Carry on the article about Kasey Chambers' album Carnival, picking up right after its final sentence.

- _Selected text_
%%
Carnival is the fourth studio album from Australian singer/songwriter Kasey Chambers, released in Australia on 19 August 2006 and in the United States on 12 September 2006 (see 2006 in music).

History
Carnival marks a departure from the trademark styles of Chambers' previous albums, showcasing a more mature and edgier sound. The album features guest appearances by Tim Rogers and Bernard Fanning, as well as appearances by her son, Talon, and nephew, Eden.

On the album, Chambers has said:

On 28 August 2006 the album made its debut on the Australian Albums chart at number one and accrediting Platinum by ARIA. It was knocked off the top spot on its second week in the chart by Bob Dylan's album Modern Times and then on the third week it feel to number three. The album then dropped five places down the chart to number eight and then fell out of the top ten to number fourteen. It spent another two weeks in the top twenty then falling to number twenty-two, then to twenty-eight and after two weeks it fell out of the charts at number forty-two spending eleven weeks in the top fifty.

The album was deemed ineligible for both the Australian and U.S. Billboard country charts, the first of Kasey's albums to not be classified as country. Had it been eligible, based on its sales the album would have charted in the 30s on the Billboard country chart, a similar position to her previous album Wayward Angel.
%%
- _Record set_
%%
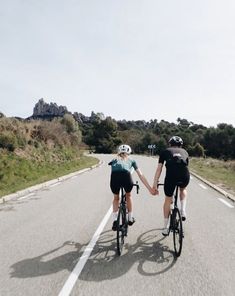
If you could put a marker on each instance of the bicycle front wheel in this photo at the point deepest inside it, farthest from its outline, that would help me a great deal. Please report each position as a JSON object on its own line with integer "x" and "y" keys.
{"x": 177, "y": 228}
{"x": 121, "y": 230}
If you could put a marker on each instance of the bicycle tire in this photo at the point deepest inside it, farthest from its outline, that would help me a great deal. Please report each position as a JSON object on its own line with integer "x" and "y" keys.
{"x": 177, "y": 228}
{"x": 121, "y": 229}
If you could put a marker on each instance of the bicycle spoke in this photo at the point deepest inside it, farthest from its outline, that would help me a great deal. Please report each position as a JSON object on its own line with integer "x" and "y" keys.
{"x": 177, "y": 232}
{"x": 121, "y": 230}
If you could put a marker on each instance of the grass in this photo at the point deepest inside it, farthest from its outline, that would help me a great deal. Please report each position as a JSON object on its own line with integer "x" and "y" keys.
{"x": 17, "y": 172}
{"x": 218, "y": 172}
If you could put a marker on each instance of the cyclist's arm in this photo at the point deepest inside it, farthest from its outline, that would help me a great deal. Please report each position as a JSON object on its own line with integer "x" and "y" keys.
{"x": 144, "y": 180}
{"x": 157, "y": 175}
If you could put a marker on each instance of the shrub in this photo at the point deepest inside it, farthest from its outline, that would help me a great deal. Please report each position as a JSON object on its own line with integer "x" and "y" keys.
{"x": 8, "y": 141}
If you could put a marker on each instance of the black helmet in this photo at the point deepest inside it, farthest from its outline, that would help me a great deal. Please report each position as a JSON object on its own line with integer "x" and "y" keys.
{"x": 176, "y": 141}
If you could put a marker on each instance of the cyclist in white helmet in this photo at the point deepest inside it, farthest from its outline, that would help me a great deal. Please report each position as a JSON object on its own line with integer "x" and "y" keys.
{"x": 121, "y": 169}
{"x": 176, "y": 160}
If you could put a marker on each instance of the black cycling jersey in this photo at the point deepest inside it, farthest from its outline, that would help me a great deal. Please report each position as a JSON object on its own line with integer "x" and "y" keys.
{"x": 176, "y": 161}
{"x": 174, "y": 156}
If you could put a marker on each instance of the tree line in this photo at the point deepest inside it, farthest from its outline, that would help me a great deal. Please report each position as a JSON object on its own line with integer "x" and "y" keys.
{"x": 104, "y": 135}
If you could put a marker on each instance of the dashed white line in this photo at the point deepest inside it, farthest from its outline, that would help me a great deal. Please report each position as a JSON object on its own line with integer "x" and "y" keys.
{"x": 56, "y": 184}
{"x": 225, "y": 202}
{"x": 203, "y": 186}
{"x": 26, "y": 196}
{"x": 68, "y": 286}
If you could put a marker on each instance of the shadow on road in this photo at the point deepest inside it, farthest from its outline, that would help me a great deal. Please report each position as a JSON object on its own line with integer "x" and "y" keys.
{"x": 149, "y": 253}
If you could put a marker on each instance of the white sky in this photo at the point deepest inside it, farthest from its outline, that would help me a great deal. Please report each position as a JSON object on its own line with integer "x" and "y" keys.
{"x": 130, "y": 59}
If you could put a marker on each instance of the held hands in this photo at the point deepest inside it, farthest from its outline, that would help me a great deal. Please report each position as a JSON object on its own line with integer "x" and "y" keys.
{"x": 154, "y": 191}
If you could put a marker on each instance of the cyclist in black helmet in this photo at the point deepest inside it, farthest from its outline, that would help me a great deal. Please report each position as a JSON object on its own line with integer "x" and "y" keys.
%%
- _Result of this exercise_
Two songs were released from the album; "Nothing at All" and "Surrender", both written by Chambers. "Nothing at All" was released as a CD single on 22 July 2006 and had high success debuting and peaking in the Australian Singles Chart top ten at number nine. "Surrender" however was not as successful only peaking at number seventy-four in Australia.

Reception

Music critic Mark Deming, in his Allmusic wrote "While Carnival is roots-friendly enough that it isn't likely to seriously alienate most of her fans, this album does represent a clear and decisive break from the country-influenced approach of her earlier music... As a vocalist, Chambers remains wonderfully expressive while maintaining a realistic emotional palate at all times, and her instrument is simple but gorgeous... With Carnival, Kasey Chambers gives up her title as the greatest Aussie country singer alive and becomes – the greatest Aussie singer around today? Maybe that's going a bit far to make a point, but after hearing this album, most people would be much less likely to argue the point."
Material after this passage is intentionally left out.